··· Quoted passage ···
- Country: India
- Prime Minister(s): Atal Bihari Vajpayee
- Launched: 25 September 2001; 23 years ago

= Sampoorna Grameen Rozgar Yojana =

Indian employment scheme

The Sampoorna Grameen Rozgar Yojana (English: Universal Rural Employment Programme) was a scheme launched by the Government of India to gain the objective of providing gainful employment for the rural poor. From 21 February 2003, EAS became an allocation-based scheme. The programme was implemented through the Panchayati Raj institutions.

The Sampoorna Grameen Rozgar Yojana was launched on 25 September 2001 by merging the provisions of Employment Assurance Scheme (EAS) and Jawahar Gram Samridhi Yojana (JGSY). The programme is self-targeting in nature and aims to provide employment and food to people in rural areas who lived below the poverty line.

== Origin ==

Sampoorna Grameen Rozgar Yojana is a combination of the provisions under the Employment Assurance Scheme (EAS) and Jawahar Gram Samridhi Yojana (JGSY).

The Food For Work Programme was restructured and renamed as the National Rural Employment Programme in October 1980 by the then Prime Minister Indira Gandhi and it became a regular Programme from April 1981. The Programme was launched during the India's Sixth Five-Year Plan. It aims for the implementation of additional employment to under-employed persons on a Central-state contribution ratio of 50:50. In 1989, NREP was merged with Jawahar Rozgar Yojana.

Jawahar Rozgar Yojana (JRY) was launched on 1 April 1989 by merging National Rural Employment Programme and Rural Landless Employment Guarantee Programme by Prime Minister Rajiv Gandhi. The urban version of this program was Nehru Rozgar Yojana.

This was a consolidation of the previous employment programs and it was largest National Employment Program of India at that time with a general objective of providing 90-100 Days Employment per person particularly in backward districts. People below Poverty Line were main targets. The Yojna was implemented on rural scale. Every village was to be covered through Panchayati Raj Institutions. The village got aide and support from District Rural Development Authority. Expenditures were born by central & state in 80:20 ratios.
···
§ Short exercise a:
From the records below, extract every line that contains the word "blue", matching case exactly.
··· Supplied records ···
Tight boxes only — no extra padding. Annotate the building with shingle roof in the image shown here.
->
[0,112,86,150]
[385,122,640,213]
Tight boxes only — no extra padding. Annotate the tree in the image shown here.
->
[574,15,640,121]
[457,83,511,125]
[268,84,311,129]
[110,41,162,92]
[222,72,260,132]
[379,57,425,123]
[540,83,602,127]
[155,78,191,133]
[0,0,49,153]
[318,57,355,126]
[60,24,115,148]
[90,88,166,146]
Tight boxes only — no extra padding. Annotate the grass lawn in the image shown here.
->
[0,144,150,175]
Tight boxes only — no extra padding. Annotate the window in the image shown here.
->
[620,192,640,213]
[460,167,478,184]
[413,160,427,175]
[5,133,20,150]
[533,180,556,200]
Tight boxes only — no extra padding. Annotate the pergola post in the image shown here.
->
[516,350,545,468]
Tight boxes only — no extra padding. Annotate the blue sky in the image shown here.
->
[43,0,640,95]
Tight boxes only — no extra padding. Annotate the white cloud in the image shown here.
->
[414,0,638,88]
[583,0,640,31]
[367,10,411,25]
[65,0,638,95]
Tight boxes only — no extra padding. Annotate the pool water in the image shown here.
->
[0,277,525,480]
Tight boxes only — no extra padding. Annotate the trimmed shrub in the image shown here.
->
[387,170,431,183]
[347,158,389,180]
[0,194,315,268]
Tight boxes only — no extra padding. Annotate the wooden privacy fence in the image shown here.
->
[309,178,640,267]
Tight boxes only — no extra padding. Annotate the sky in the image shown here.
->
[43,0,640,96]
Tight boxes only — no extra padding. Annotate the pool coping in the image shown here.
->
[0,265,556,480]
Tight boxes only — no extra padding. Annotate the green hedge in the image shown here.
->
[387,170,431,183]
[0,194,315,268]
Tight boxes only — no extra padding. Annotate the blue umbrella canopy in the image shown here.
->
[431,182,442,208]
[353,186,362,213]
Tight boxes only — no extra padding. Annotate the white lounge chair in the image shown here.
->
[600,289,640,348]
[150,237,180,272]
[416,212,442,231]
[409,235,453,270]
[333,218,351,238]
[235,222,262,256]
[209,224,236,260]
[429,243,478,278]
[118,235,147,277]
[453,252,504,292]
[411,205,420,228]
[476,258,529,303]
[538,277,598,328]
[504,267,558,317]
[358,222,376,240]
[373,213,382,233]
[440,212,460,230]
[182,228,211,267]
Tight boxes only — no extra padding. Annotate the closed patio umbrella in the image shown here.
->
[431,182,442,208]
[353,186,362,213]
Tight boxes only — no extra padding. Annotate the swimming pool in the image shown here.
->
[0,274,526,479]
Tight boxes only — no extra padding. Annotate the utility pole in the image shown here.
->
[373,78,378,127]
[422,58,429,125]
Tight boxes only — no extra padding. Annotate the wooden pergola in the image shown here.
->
···
§ Short exercise b:
According to the article on the Sampoorna Grameen Rozgar Yojana, on what date was the Jawahar Rozgar Yojana launched?

§ Correct output a:
Tight boxes only — no extra padding. Annotate the blue sky in the image shown here.
Tight boxes only — no extra padding. Annotate the blue umbrella canopy in the image shown here.

§ Correct output b:
1 April 1989